**Task instructions:** Only the lines from the one with "in blue top" through the last line of the material below belong in the answer, copied exactly and without pictures.

----- The data

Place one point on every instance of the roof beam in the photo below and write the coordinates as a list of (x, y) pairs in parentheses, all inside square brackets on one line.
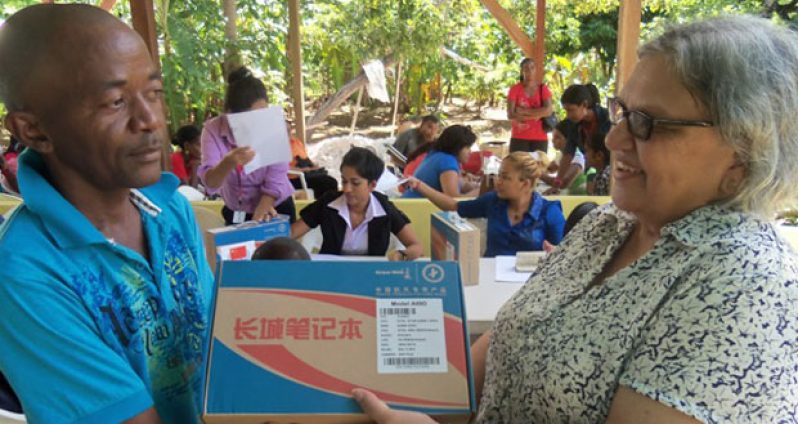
[(510, 26)]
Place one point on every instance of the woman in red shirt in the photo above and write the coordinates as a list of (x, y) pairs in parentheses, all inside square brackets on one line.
[(527, 102)]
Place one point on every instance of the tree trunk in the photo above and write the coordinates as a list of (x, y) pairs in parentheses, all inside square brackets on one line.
[(344, 93)]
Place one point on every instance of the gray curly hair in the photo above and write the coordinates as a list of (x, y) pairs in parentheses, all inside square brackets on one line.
[(744, 71)]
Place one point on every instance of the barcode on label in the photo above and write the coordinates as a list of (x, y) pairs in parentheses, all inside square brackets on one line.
[(397, 311), (413, 361)]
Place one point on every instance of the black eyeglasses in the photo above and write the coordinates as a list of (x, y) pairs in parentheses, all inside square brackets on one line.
[(641, 125)]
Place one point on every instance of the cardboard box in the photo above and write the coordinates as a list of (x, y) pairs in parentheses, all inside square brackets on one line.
[(289, 342), (498, 148), (452, 238), (237, 242)]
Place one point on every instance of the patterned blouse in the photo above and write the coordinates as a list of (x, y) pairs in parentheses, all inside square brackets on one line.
[(706, 322), (601, 183)]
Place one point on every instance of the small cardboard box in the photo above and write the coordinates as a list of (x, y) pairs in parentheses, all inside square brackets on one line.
[(237, 242), (291, 339), (452, 238)]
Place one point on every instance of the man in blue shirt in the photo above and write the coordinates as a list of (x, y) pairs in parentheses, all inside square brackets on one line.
[(105, 290)]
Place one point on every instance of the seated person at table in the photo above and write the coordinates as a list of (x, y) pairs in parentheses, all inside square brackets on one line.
[(519, 219), (316, 177), (559, 139), (358, 220), (186, 161), (441, 168), (598, 157), (281, 248)]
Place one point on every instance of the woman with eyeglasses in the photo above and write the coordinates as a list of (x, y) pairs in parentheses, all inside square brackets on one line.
[(676, 302), (582, 105)]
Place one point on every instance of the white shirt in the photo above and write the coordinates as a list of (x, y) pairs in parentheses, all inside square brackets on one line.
[(356, 241)]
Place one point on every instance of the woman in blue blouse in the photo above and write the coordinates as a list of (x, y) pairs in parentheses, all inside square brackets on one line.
[(441, 168), (519, 219)]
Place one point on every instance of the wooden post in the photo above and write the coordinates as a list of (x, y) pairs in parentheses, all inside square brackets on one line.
[(232, 57), (144, 23), (295, 56), (540, 41), (357, 111), (396, 96), (143, 14), (628, 36), (510, 26)]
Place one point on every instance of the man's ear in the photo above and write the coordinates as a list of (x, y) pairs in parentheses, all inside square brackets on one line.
[(26, 127)]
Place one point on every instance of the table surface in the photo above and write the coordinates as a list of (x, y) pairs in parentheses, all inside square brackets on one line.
[(484, 300)]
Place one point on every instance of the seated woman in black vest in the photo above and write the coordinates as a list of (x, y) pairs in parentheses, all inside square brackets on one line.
[(358, 220)]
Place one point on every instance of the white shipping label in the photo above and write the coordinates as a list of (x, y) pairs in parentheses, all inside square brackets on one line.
[(410, 336)]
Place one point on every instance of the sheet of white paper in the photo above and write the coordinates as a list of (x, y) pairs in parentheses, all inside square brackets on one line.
[(375, 73), (506, 273), (389, 183), (264, 130)]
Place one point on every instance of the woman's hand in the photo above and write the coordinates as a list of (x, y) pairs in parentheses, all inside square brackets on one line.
[(239, 156), (378, 411), (412, 183), (397, 255)]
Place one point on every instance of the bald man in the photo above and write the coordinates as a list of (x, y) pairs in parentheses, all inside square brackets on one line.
[(104, 287)]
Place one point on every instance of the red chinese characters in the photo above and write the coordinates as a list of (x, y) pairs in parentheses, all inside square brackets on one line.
[(297, 328)]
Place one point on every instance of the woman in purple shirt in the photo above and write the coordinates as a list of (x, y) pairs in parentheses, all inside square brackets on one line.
[(259, 195)]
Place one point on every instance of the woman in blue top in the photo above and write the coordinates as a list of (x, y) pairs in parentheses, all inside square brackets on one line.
[(441, 168), (519, 219)]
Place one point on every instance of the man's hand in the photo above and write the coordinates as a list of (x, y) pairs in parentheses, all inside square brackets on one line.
[(239, 156), (378, 411)]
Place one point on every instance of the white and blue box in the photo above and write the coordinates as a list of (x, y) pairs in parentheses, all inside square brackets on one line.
[(291, 339), (452, 238), (238, 242)]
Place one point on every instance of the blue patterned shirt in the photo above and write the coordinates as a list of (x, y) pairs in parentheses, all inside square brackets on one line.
[(90, 330), (705, 323)]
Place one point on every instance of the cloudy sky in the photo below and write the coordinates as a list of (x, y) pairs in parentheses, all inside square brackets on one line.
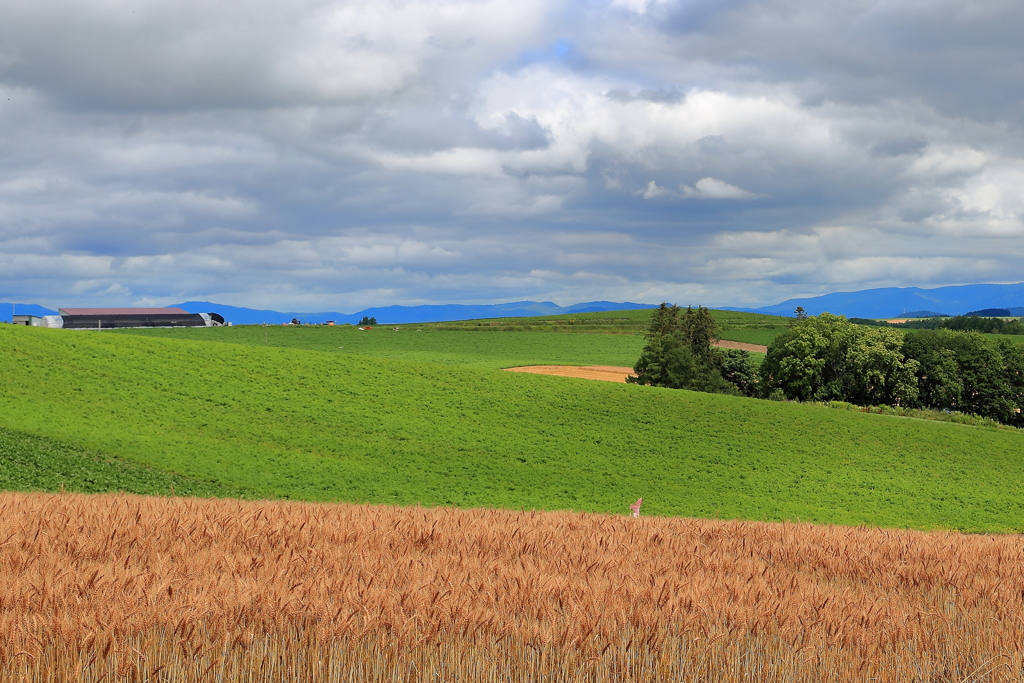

----------

**Response for this exercise:**
Place one point on every instance of the woman in blue top in the photo above and write the coordinates as a list of (x, y) pairs in parentheses, all inside square brackets on one line.
[(441, 168), (519, 219)]
Place one point on every instance of the man's hand in the photo above and write the coordinates as a list of (x, y) pairs in parentheses, all inside square brackets on one line.
[(239, 156), (378, 411)]
Place one point on every instance of the white and blue box in the photo above and write the coordinates as a list of (x, y) pairs in parentheses, all inside square brackets on one line.
[(291, 339), (452, 238), (238, 242)]
Place one point on every instance of the blue patterned shirt in the photo above and write the coordinates as a list of (x, y) pairs in parentheses, all inside square brackets on one line.
[(90, 330), (705, 323)]
Place one point on every instance of the cloudy sky in the photo below and write the coordinates as a list of (x, y) pairs in parentheses, all inside square brackets on one line.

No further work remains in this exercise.